• [Given records]:

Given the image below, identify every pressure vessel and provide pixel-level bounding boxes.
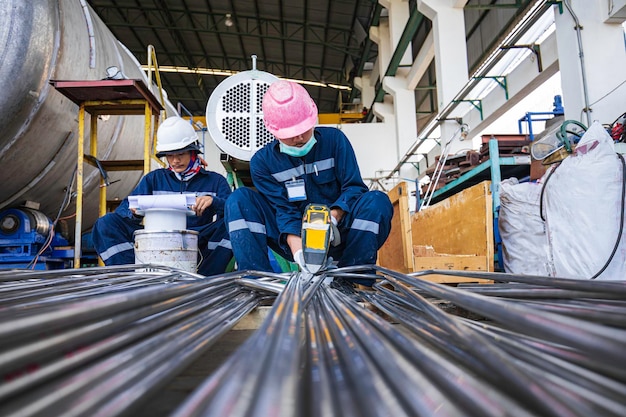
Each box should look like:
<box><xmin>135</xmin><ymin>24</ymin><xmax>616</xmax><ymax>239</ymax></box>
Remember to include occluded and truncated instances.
<box><xmin>0</xmin><ymin>0</ymin><xmax>175</xmax><ymax>238</ymax></box>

• [Given request]:
Retype the items above word for word, leaving out the pictures.

• [Response]:
Given the image below, identify every pressure vessel and provide pixel-level bounding boxes.
Each box should look like:
<box><xmin>135</xmin><ymin>24</ymin><xmax>616</xmax><ymax>239</ymax></box>
Remember to include occluded and truncated instances.
<box><xmin>0</xmin><ymin>0</ymin><xmax>175</xmax><ymax>238</ymax></box>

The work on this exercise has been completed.